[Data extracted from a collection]
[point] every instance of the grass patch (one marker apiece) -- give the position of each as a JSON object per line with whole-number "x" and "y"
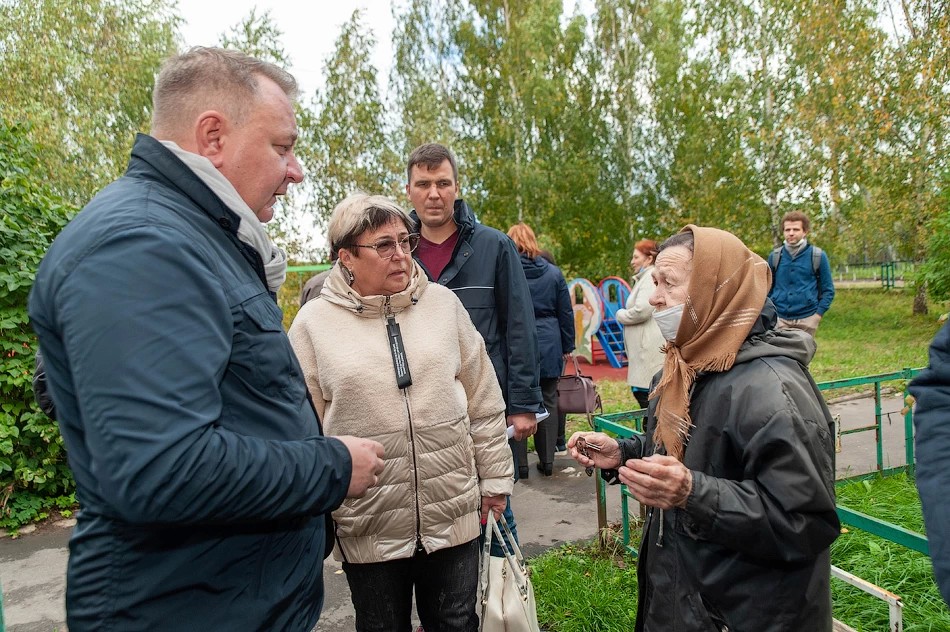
{"x": 866, "y": 332}
{"x": 869, "y": 331}
{"x": 888, "y": 565}
{"x": 581, "y": 588}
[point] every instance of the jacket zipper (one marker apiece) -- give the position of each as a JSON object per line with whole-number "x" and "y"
{"x": 387, "y": 312}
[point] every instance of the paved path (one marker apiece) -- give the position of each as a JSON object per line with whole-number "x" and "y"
{"x": 550, "y": 511}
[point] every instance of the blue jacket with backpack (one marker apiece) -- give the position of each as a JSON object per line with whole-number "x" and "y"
{"x": 801, "y": 285}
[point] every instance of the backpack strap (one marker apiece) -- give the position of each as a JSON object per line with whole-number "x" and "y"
{"x": 774, "y": 257}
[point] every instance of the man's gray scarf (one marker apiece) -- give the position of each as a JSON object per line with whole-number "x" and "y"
{"x": 797, "y": 248}
{"x": 250, "y": 229}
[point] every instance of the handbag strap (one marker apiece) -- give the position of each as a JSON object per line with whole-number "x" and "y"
{"x": 577, "y": 368}
{"x": 484, "y": 563}
{"x": 514, "y": 558}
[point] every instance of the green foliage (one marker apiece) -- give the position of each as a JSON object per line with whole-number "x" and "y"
{"x": 935, "y": 272}
{"x": 344, "y": 137}
{"x": 32, "y": 459}
{"x": 582, "y": 588}
{"x": 81, "y": 72}
{"x": 888, "y": 565}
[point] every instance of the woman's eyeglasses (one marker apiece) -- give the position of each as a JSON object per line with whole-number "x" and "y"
{"x": 386, "y": 248}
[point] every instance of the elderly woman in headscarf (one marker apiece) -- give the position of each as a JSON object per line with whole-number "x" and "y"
{"x": 737, "y": 462}
{"x": 389, "y": 356}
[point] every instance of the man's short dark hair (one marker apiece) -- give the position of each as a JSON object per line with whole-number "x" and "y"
{"x": 796, "y": 216}
{"x": 431, "y": 155}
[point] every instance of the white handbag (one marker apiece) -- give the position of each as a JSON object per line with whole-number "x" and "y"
{"x": 507, "y": 594}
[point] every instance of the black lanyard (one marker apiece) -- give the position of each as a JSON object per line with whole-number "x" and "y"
{"x": 400, "y": 363}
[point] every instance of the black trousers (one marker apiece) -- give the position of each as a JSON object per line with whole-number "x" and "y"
{"x": 547, "y": 435}
{"x": 445, "y": 583}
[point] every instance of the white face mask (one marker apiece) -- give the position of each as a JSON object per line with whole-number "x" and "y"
{"x": 669, "y": 321}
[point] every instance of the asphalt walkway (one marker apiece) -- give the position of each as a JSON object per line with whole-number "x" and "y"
{"x": 549, "y": 510}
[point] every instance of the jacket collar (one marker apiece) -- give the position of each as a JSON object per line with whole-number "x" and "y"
{"x": 462, "y": 214}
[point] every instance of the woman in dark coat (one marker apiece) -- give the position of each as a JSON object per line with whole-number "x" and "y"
{"x": 554, "y": 316}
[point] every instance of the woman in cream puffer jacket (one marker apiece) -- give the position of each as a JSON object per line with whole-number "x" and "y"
{"x": 447, "y": 461}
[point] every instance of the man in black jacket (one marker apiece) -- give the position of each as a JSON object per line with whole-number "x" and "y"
{"x": 932, "y": 425}
{"x": 483, "y": 268}
{"x": 201, "y": 472}
{"x": 737, "y": 463}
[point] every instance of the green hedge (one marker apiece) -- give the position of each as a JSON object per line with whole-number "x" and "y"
{"x": 33, "y": 472}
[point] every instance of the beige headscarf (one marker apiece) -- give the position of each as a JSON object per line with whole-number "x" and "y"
{"x": 726, "y": 293}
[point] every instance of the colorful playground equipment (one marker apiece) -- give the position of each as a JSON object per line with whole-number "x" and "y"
{"x": 595, "y": 314}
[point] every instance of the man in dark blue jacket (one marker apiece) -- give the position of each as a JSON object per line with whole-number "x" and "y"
{"x": 480, "y": 264}
{"x": 932, "y": 439}
{"x": 201, "y": 472}
{"x": 802, "y": 286}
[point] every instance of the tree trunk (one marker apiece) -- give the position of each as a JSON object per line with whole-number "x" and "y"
{"x": 920, "y": 299}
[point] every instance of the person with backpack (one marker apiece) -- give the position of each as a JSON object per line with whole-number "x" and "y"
{"x": 802, "y": 286}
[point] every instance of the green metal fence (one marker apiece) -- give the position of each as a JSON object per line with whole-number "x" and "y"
{"x": 627, "y": 424}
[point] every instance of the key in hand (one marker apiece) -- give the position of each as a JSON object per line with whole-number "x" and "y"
{"x": 585, "y": 448}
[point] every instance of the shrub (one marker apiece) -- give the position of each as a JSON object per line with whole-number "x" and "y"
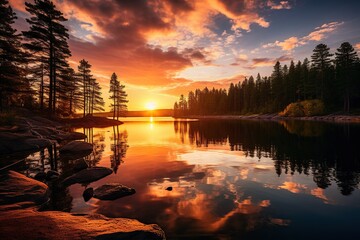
{"x": 305, "y": 108}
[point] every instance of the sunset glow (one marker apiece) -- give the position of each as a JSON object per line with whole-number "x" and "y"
{"x": 150, "y": 106}
{"x": 161, "y": 49}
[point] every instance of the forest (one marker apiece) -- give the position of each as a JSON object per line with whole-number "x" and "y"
{"x": 35, "y": 72}
{"x": 330, "y": 82}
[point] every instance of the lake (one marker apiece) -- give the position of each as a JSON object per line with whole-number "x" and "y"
{"x": 229, "y": 179}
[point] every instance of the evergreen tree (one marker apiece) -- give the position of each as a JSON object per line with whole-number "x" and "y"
{"x": 118, "y": 97}
{"x": 47, "y": 41}
{"x": 91, "y": 91}
{"x": 12, "y": 72}
{"x": 277, "y": 87}
{"x": 321, "y": 64}
{"x": 346, "y": 59}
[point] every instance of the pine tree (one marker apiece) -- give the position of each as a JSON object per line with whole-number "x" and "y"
{"x": 90, "y": 90}
{"x": 321, "y": 64}
{"x": 118, "y": 97}
{"x": 346, "y": 59}
{"x": 277, "y": 87}
{"x": 12, "y": 59}
{"x": 47, "y": 41}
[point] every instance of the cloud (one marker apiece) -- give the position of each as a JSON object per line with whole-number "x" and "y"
{"x": 317, "y": 35}
{"x": 293, "y": 187}
{"x": 240, "y": 60}
{"x": 278, "y": 6}
{"x": 357, "y": 46}
{"x": 184, "y": 86}
{"x": 260, "y": 62}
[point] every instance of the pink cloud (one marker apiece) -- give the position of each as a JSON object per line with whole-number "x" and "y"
{"x": 278, "y": 6}
{"x": 318, "y": 34}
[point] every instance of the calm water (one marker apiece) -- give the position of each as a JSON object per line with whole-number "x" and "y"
{"x": 230, "y": 179}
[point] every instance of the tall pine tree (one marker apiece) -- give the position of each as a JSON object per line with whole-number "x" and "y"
{"x": 12, "y": 59}
{"x": 346, "y": 59}
{"x": 47, "y": 41}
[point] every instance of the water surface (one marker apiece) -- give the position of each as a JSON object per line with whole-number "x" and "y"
{"x": 230, "y": 179}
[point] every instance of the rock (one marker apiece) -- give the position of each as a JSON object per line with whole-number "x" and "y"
{"x": 87, "y": 175}
{"x": 79, "y": 165}
{"x": 75, "y": 150}
{"x": 88, "y": 194}
{"x": 52, "y": 175}
{"x": 40, "y": 176}
{"x": 76, "y": 146}
{"x": 16, "y": 188}
{"x": 69, "y": 136}
{"x": 31, "y": 224}
{"x": 112, "y": 191}
{"x": 21, "y": 142}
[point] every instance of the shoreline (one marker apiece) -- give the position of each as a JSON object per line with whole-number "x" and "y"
{"x": 275, "y": 117}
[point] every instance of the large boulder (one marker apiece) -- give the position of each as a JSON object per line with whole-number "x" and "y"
{"x": 112, "y": 191}
{"x": 87, "y": 175}
{"x": 61, "y": 136}
{"x": 21, "y": 142}
{"x": 30, "y": 224}
{"x": 75, "y": 149}
{"x": 18, "y": 189}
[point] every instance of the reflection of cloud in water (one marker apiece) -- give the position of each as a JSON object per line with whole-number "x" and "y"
{"x": 212, "y": 201}
{"x": 293, "y": 187}
{"x": 319, "y": 193}
{"x": 213, "y": 158}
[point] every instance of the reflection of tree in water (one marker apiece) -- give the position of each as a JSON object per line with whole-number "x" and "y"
{"x": 326, "y": 150}
{"x": 118, "y": 147}
{"x": 181, "y": 128}
{"x": 97, "y": 141}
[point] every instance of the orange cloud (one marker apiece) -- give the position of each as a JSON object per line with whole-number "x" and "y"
{"x": 279, "y": 6}
{"x": 357, "y": 46}
{"x": 265, "y": 62}
{"x": 318, "y": 34}
{"x": 293, "y": 187}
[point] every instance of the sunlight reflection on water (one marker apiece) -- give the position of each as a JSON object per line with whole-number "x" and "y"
{"x": 227, "y": 180}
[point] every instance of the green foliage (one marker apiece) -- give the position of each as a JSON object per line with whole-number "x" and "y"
{"x": 305, "y": 108}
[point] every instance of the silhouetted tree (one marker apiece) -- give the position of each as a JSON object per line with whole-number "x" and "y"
{"x": 47, "y": 41}
{"x": 118, "y": 97}
{"x": 346, "y": 59}
{"x": 321, "y": 64}
{"x": 91, "y": 90}
{"x": 13, "y": 83}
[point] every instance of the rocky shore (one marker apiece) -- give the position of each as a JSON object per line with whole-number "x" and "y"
{"x": 277, "y": 117}
{"x": 20, "y": 198}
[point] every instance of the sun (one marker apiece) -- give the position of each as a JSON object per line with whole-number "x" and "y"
{"x": 150, "y": 106}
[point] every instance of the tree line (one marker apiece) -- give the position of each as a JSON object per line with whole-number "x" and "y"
{"x": 35, "y": 71}
{"x": 333, "y": 79}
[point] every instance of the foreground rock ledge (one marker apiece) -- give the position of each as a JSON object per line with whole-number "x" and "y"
{"x": 30, "y": 224}
{"x": 19, "y": 218}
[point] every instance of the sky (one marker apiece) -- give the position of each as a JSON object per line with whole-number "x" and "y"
{"x": 163, "y": 48}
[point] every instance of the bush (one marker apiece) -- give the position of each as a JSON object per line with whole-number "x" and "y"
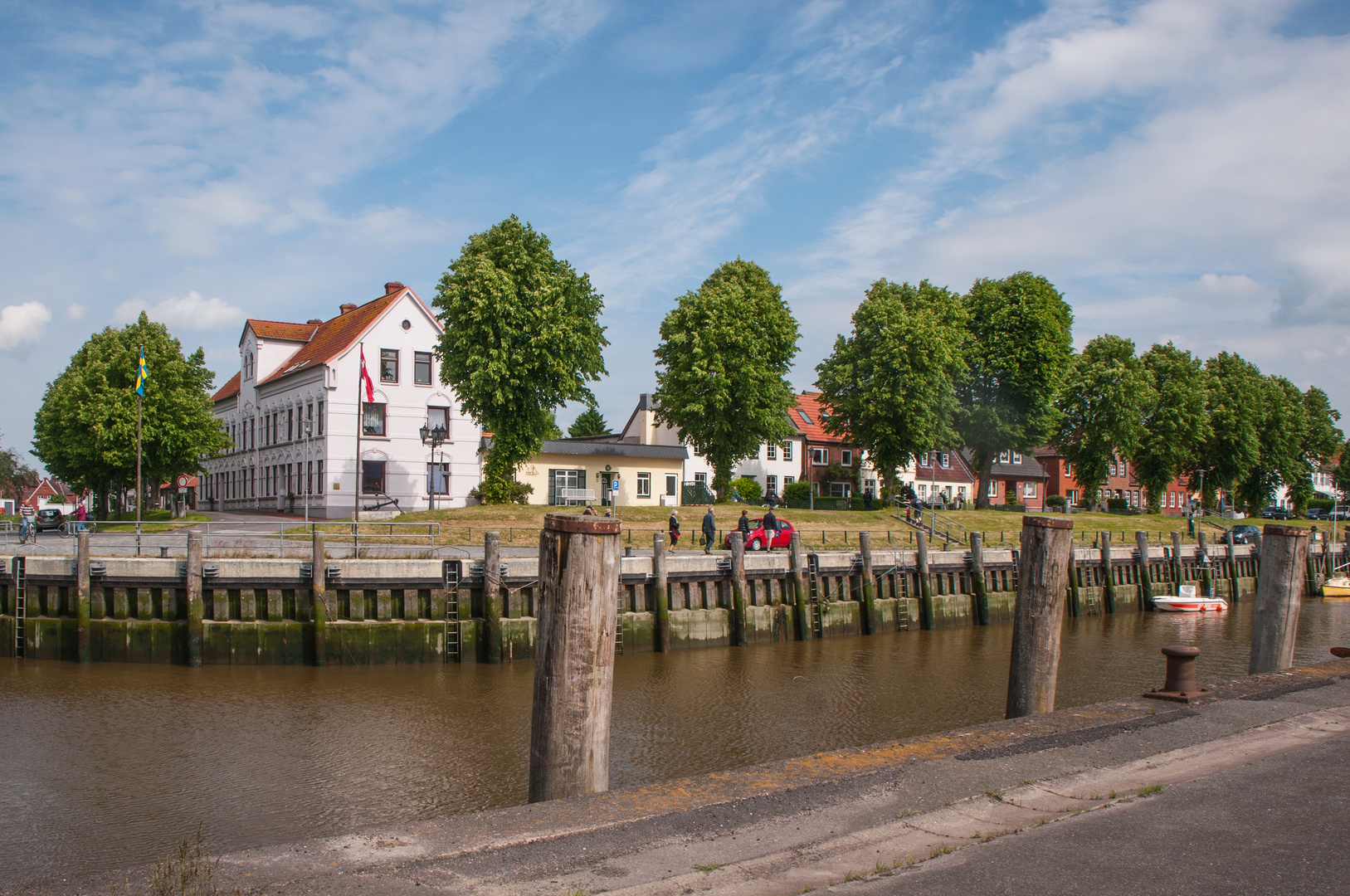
{"x": 749, "y": 490}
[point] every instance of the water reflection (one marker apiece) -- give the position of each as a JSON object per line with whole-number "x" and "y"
{"x": 110, "y": 764}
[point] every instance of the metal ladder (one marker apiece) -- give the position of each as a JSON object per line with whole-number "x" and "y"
{"x": 21, "y": 606}
{"x": 450, "y": 572}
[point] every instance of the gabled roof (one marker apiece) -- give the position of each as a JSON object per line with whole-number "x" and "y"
{"x": 280, "y": 329}
{"x": 807, "y": 413}
{"x": 228, "y": 390}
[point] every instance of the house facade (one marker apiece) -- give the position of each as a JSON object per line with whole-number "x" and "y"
{"x": 292, "y": 416}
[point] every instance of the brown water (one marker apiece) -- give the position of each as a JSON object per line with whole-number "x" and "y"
{"x": 108, "y": 766}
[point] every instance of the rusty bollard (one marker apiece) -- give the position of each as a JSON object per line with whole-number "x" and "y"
{"x": 1179, "y": 684}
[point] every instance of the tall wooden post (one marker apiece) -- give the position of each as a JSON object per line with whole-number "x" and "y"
{"x": 195, "y": 609}
{"x": 982, "y": 597}
{"x": 1279, "y": 598}
{"x": 1042, "y": 577}
{"x": 83, "y": 597}
{"x": 1176, "y": 562}
{"x": 925, "y": 586}
{"x": 1141, "y": 542}
{"x": 1107, "y": 572}
{"x": 801, "y": 599}
{"x": 493, "y": 597}
{"x": 319, "y": 601}
{"x": 1201, "y": 555}
{"x": 662, "y": 594}
{"x": 574, "y": 657}
{"x": 738, "y": 639}
{"x": 871, "y": 620}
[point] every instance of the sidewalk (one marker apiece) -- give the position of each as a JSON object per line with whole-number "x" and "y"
{"x": 1242, "y": 792}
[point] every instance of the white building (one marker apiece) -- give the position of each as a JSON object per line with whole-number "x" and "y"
{"x": 290, "y": 413}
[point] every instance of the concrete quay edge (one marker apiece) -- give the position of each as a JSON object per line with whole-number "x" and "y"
{"x": 846, "y": 799}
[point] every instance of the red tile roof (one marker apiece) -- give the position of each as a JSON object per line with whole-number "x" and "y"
{"x": 807, "y": 415}
{"x": 281, "y": 329}
{"x": 228, "y": 390}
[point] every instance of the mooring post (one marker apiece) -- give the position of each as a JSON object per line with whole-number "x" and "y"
{"x": 1141, "y": 542}
{"x": 1107, "y": 574}
{"x": 871, "y": 622}
{"x": 195, "y": 609}
{"x": 83, "y": 597}
{"x": 925, "y": 586}
{"x": 1176, "y": 562}
{"x": 1201, "y": 551}
{"x": 1042, "y": 568}
{"x": 738, "y": 639}
{"x": 982, "y": 597}
{"x": 574, "y": 657}
{"x": 662, "y": 596}
{"x": 319, "y": 598}
{"x": 801, "y": 601}
{"x": 493, "y": 597}
{"x": 1279, "y": 598}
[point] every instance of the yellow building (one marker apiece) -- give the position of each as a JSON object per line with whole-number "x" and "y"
{"x": 578, "y": 471}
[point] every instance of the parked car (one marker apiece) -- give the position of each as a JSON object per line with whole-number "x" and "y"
{"x": 759, "y": 538}
{"x": 49, "y": 519}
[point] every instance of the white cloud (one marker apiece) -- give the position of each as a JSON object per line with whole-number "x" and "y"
{"x": 191, "y": 312}
{"x": 22, "y": 327}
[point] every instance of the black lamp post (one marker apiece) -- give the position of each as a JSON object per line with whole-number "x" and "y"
{"x": 435, "y": 437}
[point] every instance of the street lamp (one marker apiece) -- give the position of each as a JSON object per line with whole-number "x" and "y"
{"x": 435, "y": 437}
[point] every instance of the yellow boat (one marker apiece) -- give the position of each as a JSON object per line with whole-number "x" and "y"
{"x": 1338, "y": 587}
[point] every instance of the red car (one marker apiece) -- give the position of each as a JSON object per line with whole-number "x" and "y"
{"x": 758, "y": 538}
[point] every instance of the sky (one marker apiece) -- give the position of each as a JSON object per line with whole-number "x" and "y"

▸ Written exercise: Return exactly the lines from the line bearing "[point] every instance of the yellow building" to the end of the records, inclusive of both; include no other lines.

▸ Result:
[point] every instance of the yellow building (one marker apiece) -- give the position of each as a JSON object per line with whole-number "x" and "y"
{"x": 578, "y": 471}
[point] every instance of the parked car (one marker apiece) -- give the position of each as a JSON object per line with whole-number "x" and "y"
{"x": 759, "y": 538}
{"x": 49, "y": 519}
[point] every instance of the white cloud (one marker apiece) -- give the position of each as a JSON object per line with whole-number "x" and "y"
{"x": 191, "y": 312}
{"x": 22, "y": 327}
[point] every instance of the black lamp post (one marker apiece) -- give the position of each as a JSON object per line with whole-number "x" and "y"
{"x": 435, "y": 437}
[point] every instance of the street lamp (one marker apiece) -- give the position of each as a JSON object per line with whole-number "x" and "y"
{"x": 435, "y": 437}
[point] every instance of the yellow boat (one marker apiece) -- give the position of each as a JSON object per line with whole-number "x" and "y"
{"x": 1338, "y": 587}
[point] every instance of the red car (one marker apiece) -- give the position of each as a JSON object per line with whole-number "x" and "y"
{"x": 758, "y": 538}
[point] every instance of the sky (one marker apiece) -- give the position of each as a JSON object per line with whole-number "x" and "y"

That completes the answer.